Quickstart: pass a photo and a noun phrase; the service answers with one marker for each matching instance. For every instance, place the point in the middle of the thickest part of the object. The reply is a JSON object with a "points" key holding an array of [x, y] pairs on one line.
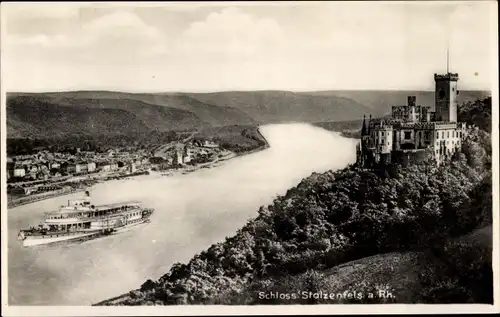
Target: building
{"points": [[91, 167], [19, 171], [414, 133]]}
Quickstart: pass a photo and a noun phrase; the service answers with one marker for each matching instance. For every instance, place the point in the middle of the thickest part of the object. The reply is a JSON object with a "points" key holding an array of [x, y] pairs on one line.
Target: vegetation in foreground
{"points": [[415, 213]]}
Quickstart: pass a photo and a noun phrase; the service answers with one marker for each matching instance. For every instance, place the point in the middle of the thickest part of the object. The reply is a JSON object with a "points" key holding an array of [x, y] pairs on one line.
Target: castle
{"points": [[414, 133]]}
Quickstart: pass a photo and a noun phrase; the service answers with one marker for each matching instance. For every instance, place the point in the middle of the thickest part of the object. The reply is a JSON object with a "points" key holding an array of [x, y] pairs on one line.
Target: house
{"points": [[19, 172], [91, 167]]}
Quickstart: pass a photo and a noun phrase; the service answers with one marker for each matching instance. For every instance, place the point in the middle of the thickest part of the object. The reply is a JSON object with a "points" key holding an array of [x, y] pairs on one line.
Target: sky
{"points": [[199, 47]]}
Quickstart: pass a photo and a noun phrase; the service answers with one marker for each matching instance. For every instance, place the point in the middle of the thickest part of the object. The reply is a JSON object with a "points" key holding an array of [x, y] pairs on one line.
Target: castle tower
{"points": [[446, 93]]}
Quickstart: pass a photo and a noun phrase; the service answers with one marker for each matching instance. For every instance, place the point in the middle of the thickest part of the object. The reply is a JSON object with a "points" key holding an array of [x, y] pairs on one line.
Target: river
{"points": [[193, 211]]}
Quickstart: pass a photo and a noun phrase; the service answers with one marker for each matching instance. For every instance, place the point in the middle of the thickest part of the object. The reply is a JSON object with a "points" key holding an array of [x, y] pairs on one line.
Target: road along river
{"points": [[193, 211]]}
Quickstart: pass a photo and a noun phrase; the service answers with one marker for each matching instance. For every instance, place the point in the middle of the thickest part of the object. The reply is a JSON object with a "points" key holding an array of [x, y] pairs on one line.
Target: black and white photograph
{"points": [[248, 157]]}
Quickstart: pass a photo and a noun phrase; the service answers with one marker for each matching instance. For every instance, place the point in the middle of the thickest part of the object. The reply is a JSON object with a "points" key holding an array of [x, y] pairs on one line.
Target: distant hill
{"points": [[34, 116], [108, 112], [97, 113]]}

-*-*-

[Try it] Please transcribe the material above exactly as written. Leave the pictures out.

[Task answer]
Quickstart: pass a photo and a noun phrase; the service answers with one marker for each matching instance. For every instance, place the point in the middle of the thickest part of the object. The reply is a JSON object with a "points" key holding an array of [x, y] pairs on one line.
Target: building
{"points": [[91, 167], [19, 171], [414, 133]]}
Quickstart: pass a photo and a noun phrase; the service answers with one marker for each matching instance. For every instance, place the point in the middle of the thickest part of the object. The reply is a JSON object with a "points" key holding an array of [x, y] pairs on one line.
Target: vegetation in foreground
{"points": [[415, 213]]}
Quickstart: pass a photo and a noun phrase; the service answers with one marker for each matching instance. For every instance, place the point in the middle of the thickest part of the object. The reply is a JSON object with a "points" key holding an array of [x, y] pairs on one line.
Target: castle
{"points": [[414, 133]]}
Quickstart: pass a photo and a noun phrase; the service answers with one marker for each matching instance. For every instance, place the point in the middle of the thickest part of the object. The reply is a JSON object with a "points" key holding an array of [x, y] pairs on one line.
Target: house
{"points": [[19, 172], [91, 167]]}
Quickstart: pass a photo and a noun phrase; the service answers with one marker for each matching instance. For every instance, place the point in the middle of the thickest part of the object. The reply is a JSON object with a "points" key holding an array of [x, y] pairs on one line.
Target: sky
{"points": [[199, 47]]}
Quickstart: pass a photo and a noun phrase; the service answers with one marker for each matching instance. For every instance, place the point in the middle of the thickest part of the object. The reply is a JSON object with a "points" key holding an array of [x, y] pairs on one line.
Target: castle tower
{"points": [[446, 93]]}
Quickstart: pass a photo and a noun phrase; the service answers with one marker for each matching instance. For every instance, place the point in the middle of the thickest part of the object. The reply is a JSON object with a "points" key holding an array of [x, y] pairs on one line.
Target: river
{"points": [[193, 211]]}
Quickstart: pass a photo and a noun phrase; the service answers with one marker for each matching instance. For every instance, place the point in the middle of the thickest part of the object. The reply is a JSON object with a "points" key holding an array of [x, y] pairs on one line.
Target: road along river
{"points": [[193, 211]]}
Quickstart: pass a photo and a noun phrase; the service answers with one marker for each matching instance. For every instance, place the point in the middle of the thickest part of the object. The reply is a JSON object with a "points" key holding an array of [x, y] pairs on one line.
Target: black and white photograph
{"points": [[248, 157]]}
Quickstart: pass a photo and a noun phrase; the service answers with one marker for each matching instance. For every instance, place the point in the middle of the thickest part of the object. The reply is a JSON object with a "points" key holding an array of [x, y] pairs on one line.
Target: distant hill
{"points": [[34, 116], [108, 112], [97, 113]]}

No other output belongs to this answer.